EXERCISE ::
Pull out every line of the items below that contains the word "stern", treating uppercase and lowercase letters as different.

SUPPLIED RECORDS ::
>> begin

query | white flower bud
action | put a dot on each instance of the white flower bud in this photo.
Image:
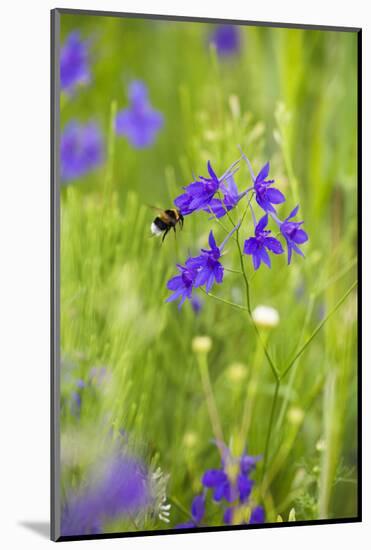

>> end
>> begin

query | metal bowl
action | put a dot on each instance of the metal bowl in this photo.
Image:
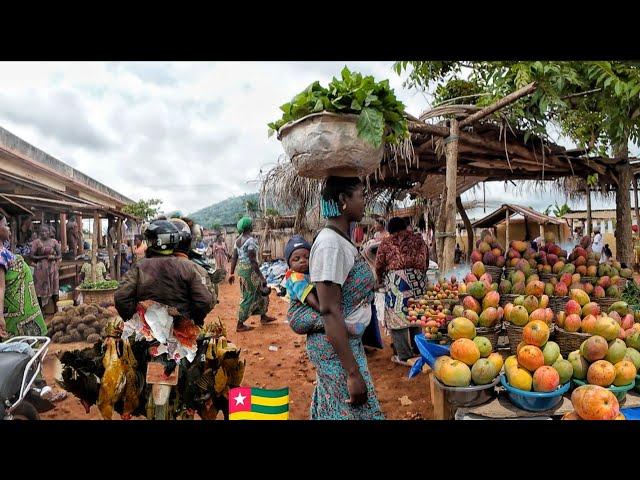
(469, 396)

>> end
>> begin

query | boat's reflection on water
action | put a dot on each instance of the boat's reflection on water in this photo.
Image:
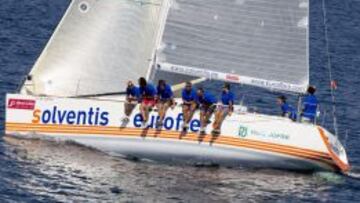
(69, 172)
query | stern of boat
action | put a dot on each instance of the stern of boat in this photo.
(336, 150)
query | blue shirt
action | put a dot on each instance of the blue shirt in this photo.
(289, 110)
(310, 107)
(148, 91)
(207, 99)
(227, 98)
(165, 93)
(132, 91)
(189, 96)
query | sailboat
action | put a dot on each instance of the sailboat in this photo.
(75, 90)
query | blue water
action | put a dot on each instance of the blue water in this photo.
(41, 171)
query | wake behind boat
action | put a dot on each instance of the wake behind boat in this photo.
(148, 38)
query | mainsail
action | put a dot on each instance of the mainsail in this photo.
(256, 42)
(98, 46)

>> end

ANSWER ::
query | stern of boat
action | put a dot on each instance of the stern of boat in this photo.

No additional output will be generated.